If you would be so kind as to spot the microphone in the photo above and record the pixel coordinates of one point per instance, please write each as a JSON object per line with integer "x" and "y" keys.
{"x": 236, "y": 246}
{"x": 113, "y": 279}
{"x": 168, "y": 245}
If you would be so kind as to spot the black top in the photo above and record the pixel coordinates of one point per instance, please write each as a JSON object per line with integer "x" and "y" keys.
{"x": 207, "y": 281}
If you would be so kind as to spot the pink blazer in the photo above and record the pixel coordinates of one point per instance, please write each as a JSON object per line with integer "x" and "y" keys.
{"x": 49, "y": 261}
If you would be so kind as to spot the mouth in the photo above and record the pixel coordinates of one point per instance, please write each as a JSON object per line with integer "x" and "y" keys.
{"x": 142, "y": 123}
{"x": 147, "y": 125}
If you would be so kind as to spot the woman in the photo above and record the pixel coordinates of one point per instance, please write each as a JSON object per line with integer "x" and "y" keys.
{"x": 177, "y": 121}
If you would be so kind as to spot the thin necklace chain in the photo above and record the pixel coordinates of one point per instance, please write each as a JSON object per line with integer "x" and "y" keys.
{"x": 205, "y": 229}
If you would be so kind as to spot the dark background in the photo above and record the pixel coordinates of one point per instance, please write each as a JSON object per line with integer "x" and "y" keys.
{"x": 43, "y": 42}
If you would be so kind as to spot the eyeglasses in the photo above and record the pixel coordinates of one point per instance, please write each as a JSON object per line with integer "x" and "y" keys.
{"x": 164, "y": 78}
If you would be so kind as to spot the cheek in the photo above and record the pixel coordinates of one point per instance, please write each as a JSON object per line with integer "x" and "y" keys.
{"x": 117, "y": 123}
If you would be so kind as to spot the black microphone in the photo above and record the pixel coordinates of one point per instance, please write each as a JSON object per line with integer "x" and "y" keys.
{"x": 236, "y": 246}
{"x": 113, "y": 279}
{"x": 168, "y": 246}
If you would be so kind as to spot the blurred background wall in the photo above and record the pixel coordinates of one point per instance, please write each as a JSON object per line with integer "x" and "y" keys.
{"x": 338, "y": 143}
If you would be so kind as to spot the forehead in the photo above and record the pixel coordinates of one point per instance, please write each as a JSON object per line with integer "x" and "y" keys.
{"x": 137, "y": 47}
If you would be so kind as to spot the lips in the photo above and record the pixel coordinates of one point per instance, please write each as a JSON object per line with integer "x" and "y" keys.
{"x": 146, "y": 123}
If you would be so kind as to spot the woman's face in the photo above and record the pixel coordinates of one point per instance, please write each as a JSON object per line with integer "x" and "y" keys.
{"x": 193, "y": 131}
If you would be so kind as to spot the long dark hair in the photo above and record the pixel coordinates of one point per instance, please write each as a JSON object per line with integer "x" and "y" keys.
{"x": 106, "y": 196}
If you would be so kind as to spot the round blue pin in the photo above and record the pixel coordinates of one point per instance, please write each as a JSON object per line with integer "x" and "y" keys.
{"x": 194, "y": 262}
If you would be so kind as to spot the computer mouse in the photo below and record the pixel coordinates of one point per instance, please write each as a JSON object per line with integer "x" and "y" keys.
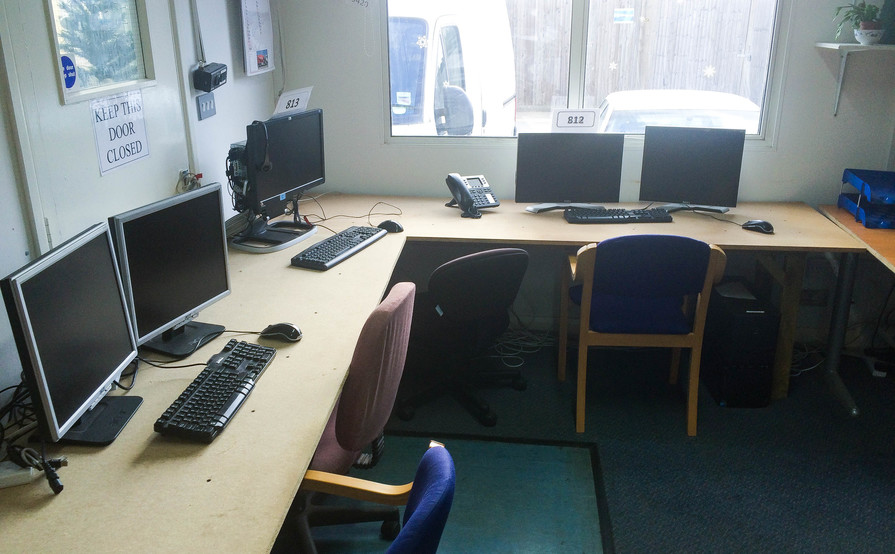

==*==

How many of the lines above contain the string "woman"? Reply with the number alone.

TASK RESULT - 2